§ TASK SET
- A) Using the passage on President Obama's health reform remarks, decide whether each statement agrees with it: (i) Regina Benjamin is a family physician from Louisiana; (ii) Obama called inaction on health reform one option among several; (iii) Obama addressed people who are satisfied with their current health care. For each statement, answer yes or no and quote the words that decide it.
- B) In the passage on President Obama's health reform remarks, reproduce the text from "President Obama just" up to and including "about health reform.".
- C) Continue the passage on President Obama's health reform remarks from its last sentence.

##### EXTRACTED TEXT #####

President Obama just introduced his new nominee for Surgeon General, Regina Benjamin, a family physician from Louisiana. And he used the occasion to say a few things about health reform.

He started by bucking up the doubters and challenging the critics:

I just want to put everybody on notice, because there was a lot of chatter during the week that I was gone:  We are going to get this done.  Inaction is not an option.  And for those nay-sayers and cynics who think that this is not going to happen, don't bet against us.  We are going to make this thing happen, because the American people desperately need it.

He also sent a message to people who already have health insurance and might be thinking reform has nothing to offer them:

And even those who are satisfied with their health care right now, they understand that if premiums keep on doubling and if employers keep on shedding health insurance because it's unsustainable and if you look at the trajectory of where Medicare and Medicaid are going, then inaction will create the biggest crisis of all.

##### DATA #####

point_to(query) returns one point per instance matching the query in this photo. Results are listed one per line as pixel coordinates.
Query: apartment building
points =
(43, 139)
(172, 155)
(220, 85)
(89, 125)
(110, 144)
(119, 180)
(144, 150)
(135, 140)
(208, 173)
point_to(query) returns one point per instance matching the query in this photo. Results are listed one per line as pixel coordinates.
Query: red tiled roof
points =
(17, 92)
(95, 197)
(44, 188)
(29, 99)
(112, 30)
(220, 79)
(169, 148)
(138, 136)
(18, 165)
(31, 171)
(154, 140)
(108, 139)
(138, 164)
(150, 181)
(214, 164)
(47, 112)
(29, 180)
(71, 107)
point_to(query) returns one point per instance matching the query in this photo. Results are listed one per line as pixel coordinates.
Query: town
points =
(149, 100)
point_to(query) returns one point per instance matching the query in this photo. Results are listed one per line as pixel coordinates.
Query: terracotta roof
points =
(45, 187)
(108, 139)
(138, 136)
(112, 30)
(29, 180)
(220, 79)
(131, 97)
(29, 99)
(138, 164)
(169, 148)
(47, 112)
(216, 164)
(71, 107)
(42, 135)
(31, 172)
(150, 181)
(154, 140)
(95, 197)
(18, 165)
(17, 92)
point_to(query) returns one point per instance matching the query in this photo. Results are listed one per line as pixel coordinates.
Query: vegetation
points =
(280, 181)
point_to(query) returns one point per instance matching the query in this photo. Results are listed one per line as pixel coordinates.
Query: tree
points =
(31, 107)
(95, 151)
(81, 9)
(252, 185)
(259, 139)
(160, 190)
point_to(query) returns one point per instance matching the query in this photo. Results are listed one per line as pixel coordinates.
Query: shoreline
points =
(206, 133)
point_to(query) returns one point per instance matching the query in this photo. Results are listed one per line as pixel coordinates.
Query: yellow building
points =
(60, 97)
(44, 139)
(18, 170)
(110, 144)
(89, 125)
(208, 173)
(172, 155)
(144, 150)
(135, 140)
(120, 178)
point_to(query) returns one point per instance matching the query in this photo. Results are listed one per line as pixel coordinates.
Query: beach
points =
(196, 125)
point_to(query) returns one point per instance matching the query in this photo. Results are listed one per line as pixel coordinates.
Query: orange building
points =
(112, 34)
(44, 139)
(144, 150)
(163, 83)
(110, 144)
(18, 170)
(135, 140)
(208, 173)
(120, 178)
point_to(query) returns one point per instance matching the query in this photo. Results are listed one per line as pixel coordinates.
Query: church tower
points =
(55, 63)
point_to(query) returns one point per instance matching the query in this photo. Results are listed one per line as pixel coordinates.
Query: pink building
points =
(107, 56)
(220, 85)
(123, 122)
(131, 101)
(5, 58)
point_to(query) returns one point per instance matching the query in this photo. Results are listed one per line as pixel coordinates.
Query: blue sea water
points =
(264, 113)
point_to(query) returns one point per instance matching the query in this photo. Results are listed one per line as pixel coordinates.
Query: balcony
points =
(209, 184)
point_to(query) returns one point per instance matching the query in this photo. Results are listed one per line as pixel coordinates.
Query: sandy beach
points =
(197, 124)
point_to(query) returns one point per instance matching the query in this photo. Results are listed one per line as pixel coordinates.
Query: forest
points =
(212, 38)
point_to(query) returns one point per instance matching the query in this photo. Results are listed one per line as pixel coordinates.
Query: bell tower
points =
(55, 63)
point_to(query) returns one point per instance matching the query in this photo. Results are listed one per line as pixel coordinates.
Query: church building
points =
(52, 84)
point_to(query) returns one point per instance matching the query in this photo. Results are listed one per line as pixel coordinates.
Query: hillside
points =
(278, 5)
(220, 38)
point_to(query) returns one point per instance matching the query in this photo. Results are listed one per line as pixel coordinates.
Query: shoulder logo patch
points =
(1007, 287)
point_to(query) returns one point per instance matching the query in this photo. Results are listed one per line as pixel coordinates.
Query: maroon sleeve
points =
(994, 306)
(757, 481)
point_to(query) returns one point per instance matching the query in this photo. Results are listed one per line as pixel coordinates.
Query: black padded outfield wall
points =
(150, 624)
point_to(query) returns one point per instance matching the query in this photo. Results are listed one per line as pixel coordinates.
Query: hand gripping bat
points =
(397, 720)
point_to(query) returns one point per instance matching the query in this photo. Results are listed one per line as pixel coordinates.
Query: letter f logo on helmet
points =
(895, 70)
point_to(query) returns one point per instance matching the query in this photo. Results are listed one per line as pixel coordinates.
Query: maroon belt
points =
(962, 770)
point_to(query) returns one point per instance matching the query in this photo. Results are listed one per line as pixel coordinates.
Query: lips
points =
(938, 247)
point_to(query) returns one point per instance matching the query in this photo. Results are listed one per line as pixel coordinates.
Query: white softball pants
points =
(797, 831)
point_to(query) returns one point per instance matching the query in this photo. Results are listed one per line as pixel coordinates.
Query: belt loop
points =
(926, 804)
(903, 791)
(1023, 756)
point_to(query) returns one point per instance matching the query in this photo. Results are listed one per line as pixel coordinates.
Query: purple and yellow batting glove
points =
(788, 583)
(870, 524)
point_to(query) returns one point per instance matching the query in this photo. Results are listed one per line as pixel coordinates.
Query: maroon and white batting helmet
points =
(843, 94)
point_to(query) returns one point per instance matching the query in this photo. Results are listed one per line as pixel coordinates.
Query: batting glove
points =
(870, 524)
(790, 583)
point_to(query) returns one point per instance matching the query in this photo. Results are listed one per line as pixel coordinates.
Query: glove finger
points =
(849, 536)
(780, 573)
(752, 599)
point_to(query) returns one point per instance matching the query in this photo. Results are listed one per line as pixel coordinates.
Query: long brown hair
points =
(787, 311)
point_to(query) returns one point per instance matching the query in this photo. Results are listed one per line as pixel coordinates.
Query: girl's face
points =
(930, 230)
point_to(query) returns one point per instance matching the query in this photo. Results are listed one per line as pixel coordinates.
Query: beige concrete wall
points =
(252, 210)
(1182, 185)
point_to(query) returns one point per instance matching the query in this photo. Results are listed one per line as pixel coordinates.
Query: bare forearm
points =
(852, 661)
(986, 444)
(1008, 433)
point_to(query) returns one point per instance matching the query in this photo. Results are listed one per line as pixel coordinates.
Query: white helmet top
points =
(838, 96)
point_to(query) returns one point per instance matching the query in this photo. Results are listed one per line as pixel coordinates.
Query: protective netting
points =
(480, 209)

#####

§ TASK ANSWERS
- A)
(i) Yes: "Regina Benjamin, a family physician from Louisiana"
(ii) No: "Inaction is not an option."
(iii) Yes: "And even those who are satisfied with their health care right now"

- B)
President Obama just introduced his new nominee for Surgeon General, Regina Benjamin, a family physician from Louisiana. And he used the occasion to say a few things about health reform.

- C)
As many people, myself included, have argued, this is a crucial point that Obama and his allies must get across in order to win: The fact that your health insurance arrangements are stable today doesn't mean they'll be stable tomorrow.

In other words, the question middle class Americans need to ask themselves is not (entirely) whether reform will make their health care better than it is now; it is (also) whether reform will make their health care care better than it would otherwise be in the future.

One last point: Obama emphasized that reform will remain true to his goal of not raising taxes on people making less than $250,000 a year. If that's so, most versions of the tax exclusion cap really are off the table.